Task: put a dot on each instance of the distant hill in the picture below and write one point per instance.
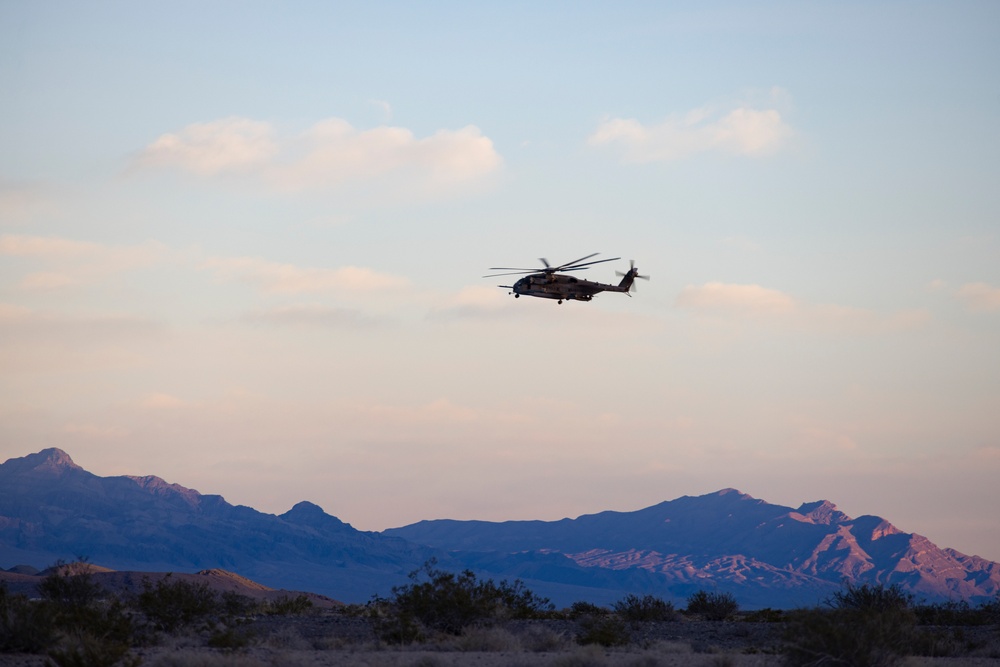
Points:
(25, 580)
(52, 509)
(767, 555)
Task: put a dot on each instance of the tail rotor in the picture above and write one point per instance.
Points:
(628, 278)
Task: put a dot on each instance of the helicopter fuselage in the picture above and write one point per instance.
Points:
(561, 287)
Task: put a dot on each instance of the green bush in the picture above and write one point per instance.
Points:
(864, 626)
(713, 606)
(25, 626)
(604, 630)
(288, 606)
(633, 608)
(169, 604)
(448, 603)
(580, 609)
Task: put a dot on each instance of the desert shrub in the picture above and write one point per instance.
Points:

+++++

Try it — Should a line in the material contain "above", copy it.

Solved problem —
Task: put a dot on each instance of the tail rotor in the picture above and write one point per instance.
Task: put a dot on each instance of the helicopter fuselage in the picture above and write one point per instance.
Task: put a dot on each instance of the green bush in the picture above and write one point per instance.
Task: put a dot on each instance of the desert shrub in the picture above and write one point per instance.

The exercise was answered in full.